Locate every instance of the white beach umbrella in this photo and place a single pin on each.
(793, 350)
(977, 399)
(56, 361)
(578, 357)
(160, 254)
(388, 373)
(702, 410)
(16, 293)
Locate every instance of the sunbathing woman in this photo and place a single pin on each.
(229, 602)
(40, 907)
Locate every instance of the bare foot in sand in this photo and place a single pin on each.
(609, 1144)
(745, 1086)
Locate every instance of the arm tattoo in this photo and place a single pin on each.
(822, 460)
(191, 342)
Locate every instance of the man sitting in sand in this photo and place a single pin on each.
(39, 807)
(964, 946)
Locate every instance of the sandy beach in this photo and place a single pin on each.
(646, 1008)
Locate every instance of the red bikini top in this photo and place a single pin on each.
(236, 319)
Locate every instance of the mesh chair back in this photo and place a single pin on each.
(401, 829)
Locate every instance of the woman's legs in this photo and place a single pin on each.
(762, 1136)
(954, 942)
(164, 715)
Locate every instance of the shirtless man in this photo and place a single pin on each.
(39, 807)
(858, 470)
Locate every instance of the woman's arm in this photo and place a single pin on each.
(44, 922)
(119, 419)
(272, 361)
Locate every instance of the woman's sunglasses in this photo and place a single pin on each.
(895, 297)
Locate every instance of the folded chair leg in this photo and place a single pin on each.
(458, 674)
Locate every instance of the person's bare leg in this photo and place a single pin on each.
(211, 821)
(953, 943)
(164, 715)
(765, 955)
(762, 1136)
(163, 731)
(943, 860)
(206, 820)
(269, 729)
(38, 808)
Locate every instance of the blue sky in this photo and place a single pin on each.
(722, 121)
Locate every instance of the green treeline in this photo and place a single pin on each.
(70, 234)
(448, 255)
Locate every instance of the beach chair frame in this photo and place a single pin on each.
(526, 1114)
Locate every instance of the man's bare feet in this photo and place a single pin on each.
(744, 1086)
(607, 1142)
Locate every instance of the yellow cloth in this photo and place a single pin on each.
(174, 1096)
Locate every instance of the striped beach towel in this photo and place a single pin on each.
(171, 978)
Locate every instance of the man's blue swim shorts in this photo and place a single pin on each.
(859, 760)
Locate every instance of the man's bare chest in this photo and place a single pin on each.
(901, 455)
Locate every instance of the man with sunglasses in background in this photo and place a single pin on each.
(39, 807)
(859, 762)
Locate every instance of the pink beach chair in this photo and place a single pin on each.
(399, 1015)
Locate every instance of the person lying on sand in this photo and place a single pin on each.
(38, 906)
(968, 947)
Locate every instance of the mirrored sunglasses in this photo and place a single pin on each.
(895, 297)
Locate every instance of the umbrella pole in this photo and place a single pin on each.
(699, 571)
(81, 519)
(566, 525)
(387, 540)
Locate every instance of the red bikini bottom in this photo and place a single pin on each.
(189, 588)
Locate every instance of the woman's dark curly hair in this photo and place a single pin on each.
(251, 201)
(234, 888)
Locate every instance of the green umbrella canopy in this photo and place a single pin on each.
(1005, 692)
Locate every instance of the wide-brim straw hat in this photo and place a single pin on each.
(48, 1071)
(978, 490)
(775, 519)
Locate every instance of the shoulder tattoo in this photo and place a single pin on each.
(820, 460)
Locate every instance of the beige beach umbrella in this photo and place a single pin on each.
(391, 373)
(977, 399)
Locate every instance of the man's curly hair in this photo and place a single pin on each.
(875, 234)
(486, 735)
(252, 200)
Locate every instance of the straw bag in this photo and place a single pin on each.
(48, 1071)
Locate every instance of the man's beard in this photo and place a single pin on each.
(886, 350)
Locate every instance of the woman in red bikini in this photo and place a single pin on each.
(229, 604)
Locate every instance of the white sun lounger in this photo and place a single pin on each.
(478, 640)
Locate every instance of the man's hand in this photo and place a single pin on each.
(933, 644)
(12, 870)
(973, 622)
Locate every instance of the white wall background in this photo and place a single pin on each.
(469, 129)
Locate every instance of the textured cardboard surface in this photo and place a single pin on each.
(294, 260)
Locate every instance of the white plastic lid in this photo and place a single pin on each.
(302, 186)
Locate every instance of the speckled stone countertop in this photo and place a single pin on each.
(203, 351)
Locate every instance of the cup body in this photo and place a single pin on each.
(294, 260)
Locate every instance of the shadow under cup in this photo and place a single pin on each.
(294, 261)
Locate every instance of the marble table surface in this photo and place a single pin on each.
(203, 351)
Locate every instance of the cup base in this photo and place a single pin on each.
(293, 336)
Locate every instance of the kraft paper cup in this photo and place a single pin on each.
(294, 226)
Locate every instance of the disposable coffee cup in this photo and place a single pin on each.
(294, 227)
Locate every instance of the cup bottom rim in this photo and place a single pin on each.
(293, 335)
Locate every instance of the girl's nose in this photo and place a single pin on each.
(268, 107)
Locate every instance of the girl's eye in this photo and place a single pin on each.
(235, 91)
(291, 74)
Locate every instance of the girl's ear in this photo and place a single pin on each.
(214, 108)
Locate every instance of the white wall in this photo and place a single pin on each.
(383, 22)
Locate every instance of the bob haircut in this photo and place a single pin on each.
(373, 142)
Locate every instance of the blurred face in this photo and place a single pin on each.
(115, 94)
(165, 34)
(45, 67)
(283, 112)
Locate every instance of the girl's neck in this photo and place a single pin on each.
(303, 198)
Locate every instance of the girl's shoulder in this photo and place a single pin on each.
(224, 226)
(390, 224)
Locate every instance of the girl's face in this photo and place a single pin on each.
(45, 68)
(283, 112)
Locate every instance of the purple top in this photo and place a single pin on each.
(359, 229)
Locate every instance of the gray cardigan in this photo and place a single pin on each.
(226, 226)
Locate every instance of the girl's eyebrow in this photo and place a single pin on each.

- [Goal]:
Set out the entries as a Markdown table with the columns Number and Line, starting with the line that contains "Locate every instance of the green treeline" and going on through the line that contains "(526, 1114)". Give each line its row number and leave out any blank lines.

- [The solution]:
| Number | Line |
|---|---|
| 1 | Locate every instance of the green treeline in this photo and place a single pin on each. |
| 2 | (70, 234) |
| 3 | (448, 255) |
| 4 | Locate every instance of the beach chair frame in this photo and place a single pin on each. |
| 5 | (526, 1114) |